> _PROBLEM TO WORK ON_
Transcribe the entries that follow, every word as written, and drop the pictures.

> _EXERCISE INPUT_
=== Begin Enclosure ===
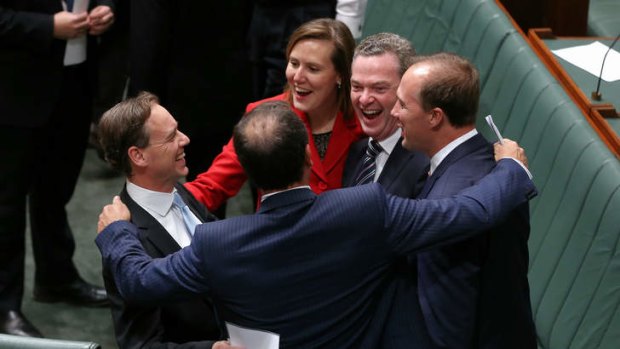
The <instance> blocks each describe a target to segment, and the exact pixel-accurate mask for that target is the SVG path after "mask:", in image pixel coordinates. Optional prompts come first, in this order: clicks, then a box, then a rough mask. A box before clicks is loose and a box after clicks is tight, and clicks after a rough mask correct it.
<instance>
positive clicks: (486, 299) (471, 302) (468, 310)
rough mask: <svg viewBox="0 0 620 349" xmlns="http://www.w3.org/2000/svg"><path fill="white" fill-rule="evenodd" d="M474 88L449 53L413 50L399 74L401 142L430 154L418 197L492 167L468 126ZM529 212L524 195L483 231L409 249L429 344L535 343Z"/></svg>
mask: <svg viewBox="0 0 620 349" xmlns="http://www.w3.org/2000/svg"><path fill="white" fill-rule="evenodd" d="M479 95H480V81H479V75H478V72H477V70H476V68H475V67H474V66H473V65H472V64H471V63H469V62H468V61H467V60H465V59H463V58H461V57H458V56H456V55H453V54H447V53H439V54H435V55H431V56H428V57H418V58H416V62H415V63H414V64H413V65H412V66H411V67H410V68H409V69H408V70H407V72H406V73H405V75H404V76H403V79H402V81H401V84H400V86H399V88H398V103H397V104H396V105H395V106H394V109H393V114H394V116H395V117H396V119H397V120H398V122H399V125H400V126H401V127H402V129H403V137H404V138H403V146H404V147H405V148H407V149H410V150H419V151H422V152H424V153H426V154H427V155H428V157H429V158H430V159H431V160H430V162H431V166H430V177H429V178H428V180H427V182H426V184H425V186H424V188H423V189H422V192H421V193H420V195H419V198H428V199H439V198H445V197H450V196H452V195H455V194H457V193H459V192H460V191H461V190H463V189H464V188H467V187H470V186H471V185H473V184H475V183H477V182H478V181H479V180H480V179H481V178H483V177H484V176H485V175H486V174H488V173H489V172H490V171H492V170H493V168H494V166H495V161H493V160H494V159H493V147H492V146H491V145H490V144H489V143H488V142H487V141H486V140H485V139H484V138H483V137H482V135H480V134H478V132H477V131H476V128H475V120H476V113H477V112H478V100H479ZM528 212H529V210H528V204H527V202H525V203H523V204H522V205H519V206H517V207H516V208H515V209H514V210H513V211H512V212H511V213H510V215H508V216H507V217H506V219H505V220H504V221H502V222H501V224H499V225H497V226H495V227H494V228H493V229H492V230H489V231H488V232H486V233H485V234H481V235H478V236H475V237H471V238H469V239H467V240H463V241H460V242H457V243H454V244H450V245H444V246H443V247H441V248H439V249H435V250H433V251H427V252H423V253H420V254H417V255H414V256H412V257H411V260H412V266H413V269H414V274H415V277H417V282H418V290H419V301H420V306H421V308H422V312H423V316H424V321H425V324H426V326H427V327H428V331H429V334H430V337H431V338H432V341H433V344H434V346H435V347H438V348H450V349H458V348H498V349H499V348H502V349H505V348H518V349H526V348H536V338H535V329H534V324H533V319H532V313H531V306H530V298H529V286H528V281H527V269H528V251H527V239H528V237H529V214H528ZM416 264H417V266H416Z"/></svg>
=== End Enclosure ===
> _TASK RESPONSE_
The <instance> blocks each describe a target to segment, and the exact pixel-accurate mask for that target is the SVG path after "mask:", in image pixel coordinates. Optional prompts come first, in this order: clicks, then a box, then a rough mask. A box before clicks is loose and a box after clicks is tight, and clicks after a rough mask correct it.
<instance>
positive clicks: (486, 299) (471, 302) (468, 310)
rough mask: <svg viewBox="0 0 620 349" xmlns="http://www.w3.org/2000/svg"><path fill="white" fill-rule="evenodd" d="M474 88L449 53L413 50L399 74L401 142L430 154L418 197L492 167L468 126ZM529 212L524 195L483 231L409 249L429 344L535 343Z"/></svg>
mask: <svg viewBox="0 0 620 349" xmlns="http://www.w3.org/2000/svg"><path fill="white" fill-rule="evenodd" d="M479 95H480V81H479V75H478V72H477V70H476V68H475V67H474V66H473V65H472V64H471V63H469V62H468V61H467V60H465V59H463V58H461V57H458V56H456V55H453V54H447V53H439V54H435V55H431V56H428V57H418V58H416V62H415V63H414V64H413V65H412V66H411V67H410V68H409V69H408V70H407V72H406V73H405V75H404V76H403V79H402V81H401V84H400V86H399V88H398V103H397V104H396V105H395V106H394V109H393V114H394V116H395V117H396V119H397V120H398V122H399V125H400V126H401V127H402V129H403V137H404V138H403V146H404V147H405V148H407V149H410V150H419V151H422V152H424V153H426V154H427V155H428V157H429V158H430V159H431V160H430V162H431V166H430V177H429V178H428V180H427V182H426V184H425V186H424V188H423V189H422V192H421V193H420V195H419V198H428V199H439V198H445V197H450V196H452V195H455V194H457V193H459V192H460V191H461V190H463V189H464V188H467V187H470V186H471V185H473V184H475V183H477V182H478V181H479V180H480V179H481V178H483V177H484V176H485V175H486V174H488V173H489V172H490V171H492V170H493V168H494V166H495V161H493V160H494V159H493V147H492V146H491V145H490V144H489V143H488V142H487V141H486V140H485V139H484V138H483V137H482V135H480V134H478V132H477V131H476V128H475V120H476V113H477V112H478V100H479ZM528 212H529V210H528V204H527V202H525V203H523V204H522V205H519V206H517V207H516V208H515V209H514V210H513V211H512V212H511V213H510V215H508V216H507V217H506V219H505V220H504V221H502V222H501V224H499V225H497V226H495V227H494V228H493V229H492V230H489V231H488V232H486V233H485V234H481V235H478V236H475V237H471V238H469V239H467V240H463V241H460V242H457V243H454V244H450V245H444V246H443V247H441V248H439V249H435V250H433V251H427V252H423V253H420V254H417V255H414V256H412V257H411V260H412V266H413V269H414V274H415V277H417V282H418V290H419V301H420V306H421V308H422V312H423V316H424V321H425V324H426V326H427V327H428V331H429V334H430V337H431V338H432V341H433V344H434V346H435V347H438V348H450V349H458V348H498V349H499V348H502V349H505V348H518V349H526V348H536V338H535V329H534V324H533V319H532V313H531V306H530V298H529V286H528V281H527V269H528V251H527V239H528V237H529V214H528ZM416 264H417V266H416Z"/></svg>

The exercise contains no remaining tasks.